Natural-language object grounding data

== == ==

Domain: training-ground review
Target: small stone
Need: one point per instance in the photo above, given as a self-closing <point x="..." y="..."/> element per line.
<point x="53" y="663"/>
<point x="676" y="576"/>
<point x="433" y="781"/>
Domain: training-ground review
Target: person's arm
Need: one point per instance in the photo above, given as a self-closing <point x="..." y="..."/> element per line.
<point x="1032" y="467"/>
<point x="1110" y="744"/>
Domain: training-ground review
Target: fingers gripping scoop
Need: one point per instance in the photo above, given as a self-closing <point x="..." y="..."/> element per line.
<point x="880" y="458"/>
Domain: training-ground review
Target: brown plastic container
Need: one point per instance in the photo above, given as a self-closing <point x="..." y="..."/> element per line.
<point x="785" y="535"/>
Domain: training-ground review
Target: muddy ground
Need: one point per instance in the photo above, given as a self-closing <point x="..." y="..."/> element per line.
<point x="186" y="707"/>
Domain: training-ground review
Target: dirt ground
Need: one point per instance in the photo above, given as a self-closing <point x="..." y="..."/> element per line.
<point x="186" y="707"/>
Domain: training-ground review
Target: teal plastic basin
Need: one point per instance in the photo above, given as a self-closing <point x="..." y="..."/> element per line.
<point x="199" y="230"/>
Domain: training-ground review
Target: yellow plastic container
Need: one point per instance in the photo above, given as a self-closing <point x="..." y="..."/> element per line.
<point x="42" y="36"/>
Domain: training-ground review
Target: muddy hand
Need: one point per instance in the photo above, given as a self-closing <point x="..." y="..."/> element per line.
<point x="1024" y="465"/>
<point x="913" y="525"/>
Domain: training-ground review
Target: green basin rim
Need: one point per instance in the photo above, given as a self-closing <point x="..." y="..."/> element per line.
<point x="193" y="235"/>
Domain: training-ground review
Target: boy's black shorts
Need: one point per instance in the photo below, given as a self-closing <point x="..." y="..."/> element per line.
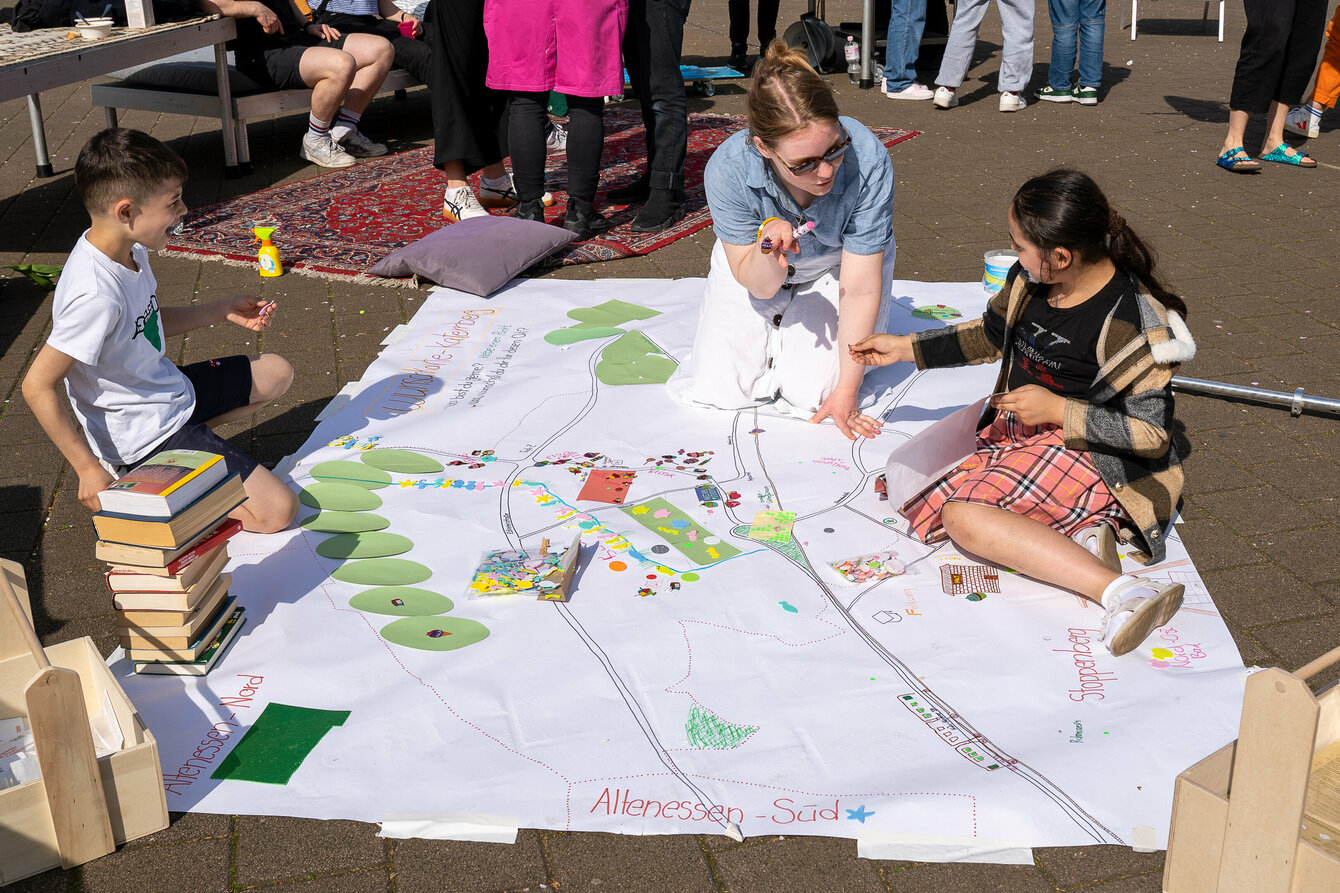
<point x="221" y="386"/>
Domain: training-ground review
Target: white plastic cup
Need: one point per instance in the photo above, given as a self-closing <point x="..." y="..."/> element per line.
<point x="996" y="266"/>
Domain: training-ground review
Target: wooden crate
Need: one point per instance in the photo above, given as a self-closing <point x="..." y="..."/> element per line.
<point x="131" y="779"/>
<point x="1262" y="814"/>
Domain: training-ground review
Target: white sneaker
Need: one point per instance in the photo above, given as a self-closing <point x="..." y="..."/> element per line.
<point x="1102" y="543"/>
<point x="1134" y="609"/>
<point x="361" y="146"/>
<point x="322" y="150"/>
<point x="1303" y="122"/>
<point x="911" y="91"/>
<point x="460" y="204"/>
<point x="556" y="138"/>
<point x="505" y="197"/>
<point x="945" y="98"/>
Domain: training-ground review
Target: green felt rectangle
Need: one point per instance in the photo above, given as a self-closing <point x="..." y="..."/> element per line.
<point x="278" y="743"/>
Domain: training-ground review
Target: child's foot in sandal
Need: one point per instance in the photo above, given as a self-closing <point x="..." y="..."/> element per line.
<point x="1287" y="154"/>
<point x="1102" y="543"/>
<point x="1238" y="161"/>
<point x="1134" y="608"/>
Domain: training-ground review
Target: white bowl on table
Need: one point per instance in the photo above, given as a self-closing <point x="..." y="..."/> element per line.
<point x="94" y="28"/>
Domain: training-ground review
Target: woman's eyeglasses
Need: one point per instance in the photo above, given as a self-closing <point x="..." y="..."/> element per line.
<point x="810" y="164"/>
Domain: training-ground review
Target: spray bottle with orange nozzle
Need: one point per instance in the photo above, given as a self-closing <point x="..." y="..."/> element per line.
<point x="268" y="255"/>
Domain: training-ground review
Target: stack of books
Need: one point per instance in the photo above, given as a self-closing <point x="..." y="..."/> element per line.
<point x="164" y="530"/>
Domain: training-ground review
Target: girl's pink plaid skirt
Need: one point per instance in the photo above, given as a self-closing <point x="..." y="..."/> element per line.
<point x="1027" y="469"/>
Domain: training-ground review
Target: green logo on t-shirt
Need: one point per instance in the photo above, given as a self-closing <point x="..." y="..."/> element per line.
<point x="149" y="325"/>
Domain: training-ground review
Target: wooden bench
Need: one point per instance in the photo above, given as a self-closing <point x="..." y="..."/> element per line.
<point x="247" y="103"/>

== == ==

Try it: Print each of the records above exactly as written, leaving no picture in the copy.

Solved problem:
Domain: training-ground review
Target: small stone
Need: one point per instance in the photo above, given as a self-closing <point x="..." y="..."/> element per line.
<point x="53" y="663"/>
<point x="676" y="576"/>
<point x="433" y="781"/>
Domain: training-ground review
Target: person's arm
Need: one point per instance in the photo above, given as a self-closing <point x="..." y="..."/> element per line.
<point x="1032" y="467"/>
<point x="1110" y="744"/>
Domain: training-ground review
Target: fingers gripping scoop
Need: one point per instance in the photo above, given as a self-closing <point x="..." y="..."/> element per line.
<point x="880" y="458"/>
Domain: training-ground review
Target: brown plastic container
Need: one point per instance in the photo above, given as a self-closing <point x="..." y="..."/> element per line.
<point x="785" y="535"/>
Domain: training-ground review
Target: muddy ground
Need: one point per instance in the photo above, given as a self-closing <point x="..." y="..."/> element per line.
<point x="186" y="707"/>
Domain: training-ground review
Target: dirt ground
Need: one point per instance in the photo above, given as a self-closing <point x="..." y="..."/> element per line.
<point x="186" y="707"/>
Domain: training-ground review
Target: teal plastic basin
Need: one point per instance in the photo above, given as a self-closing <point x="..." y="..."/> element per line.
<point x="199" y="230"/>
Domain: training-ground review
Target: yellow plastic container
Need: one point per instance in the photo above, given as a self-closing <point x="..." y="..."/> element per line.
<point x="42" y="36"/>
Domain: training-ground review
Target: muddy hand
Need: one point per instance in the photo above, given as a self-closing <point x="..." y="..."/> element per line.
<point x="1024" y="465"/>
<point x="913" y="525"/>
Domain: training-ground review
Target: green basin rim
Need: one point per instance in the photo above, given as a self-closing <point x="..." y="..."/> element per line.
<point x="193" y="235"/>
Domain: training-ground review
Target: boy's black shorts
Need: one point per instance in the photo below, given as a self-closing <point x="..." y="..."/> element per line.
<point x="221" y="386"/>
Domain: training-ground review
Target: white plastic cup
Need: one point per instance in the photo above, given as a self-closing <point x="..." y="..."/> element per line.
<point x="996" y="266"/>
Domain: training-ground review
Target: wooden crate
Need: one point per instance in the photo above, given as a self-closing <point x="..." y="..."/> element per line.
<point x="131" y="779"/>
<point x="1262" y="814"/>
Domain: training-ground review
Target: white sneaker
Need: one point per instance in the photo above, given as a self-closing <point x="..." y="..."/> element per line.
<point x="1102" y="543"/>
<point x="1134" y="609"/>
<point x="361" y="146"/>
<point x="322" y="150"/>
<point x="1303" y="122"/>
<point x="911" y="91"/>
<point x="460" y="204"/>
<point x="556" y="138"/>
<point x="505" y="197"/>
<point x="945" y="98"/>
Domain: training-ground review
Target: green felt rectangle
Need: one point per instance in the photo above, given as a self-closing <point x="..." y="..."/> element per line.
<point x="278" y="743"/>
Domain: training-ground review
Target: child's foot in sandal
Need: one point per instance in the photo above, given as a self-closing <point x="..." y="..."/> element per line.
<point x="1287" y="154"/>
<point x="1102" y="543"/>
<point x="1238" y="161"/>
<point x="1134" y="608"/>
Domain: training-ground review
Target: white bowl on table
Need: one point per instance in the photo above, given as a self-closing <point x="..." y="..."/> element per line.
<point x="94" y="28"/>
Domain: training-ground review
Target: woman's eyeglasses
Need: one point per instance in the photo above, given as a self-closing <point x="..." y="..."/> element per line.
<point x="810" y="164"/>
Domain: training-ground review
Target: spray bottle with orange nozzle
Need: one point per instance in the photo above, given as a self-closing <point x="..." y="..."/> element per line.
<point x="268" y="255"/>
Domain: training-ground review
Target: stack of books
Need: one point per instance in the photo above, given as a self-closing <point x="..." y="..."/> element per line.
<point x="164" y="530"/>
Domain: training-ground review
Target: girl's pink plaid skirt
Need: one point per instance in the photo above, given as a self-closing <point x="..." y="..."/> element per line.
<point x="1027" y="469"/>
Domain: training-ground review
Target: green logo on t-shirt
Need: one point per instance in the photo above, given as a self-closing <point x="..." y="..."/> element per line.
<point x="149" y="325"/>
Domain: training-ground review
Target: wooden bench
Need: one point per instance in the photo above, given as a self-closing <point x="..." y="..."/> element per line.
<point x="247" y="103"/>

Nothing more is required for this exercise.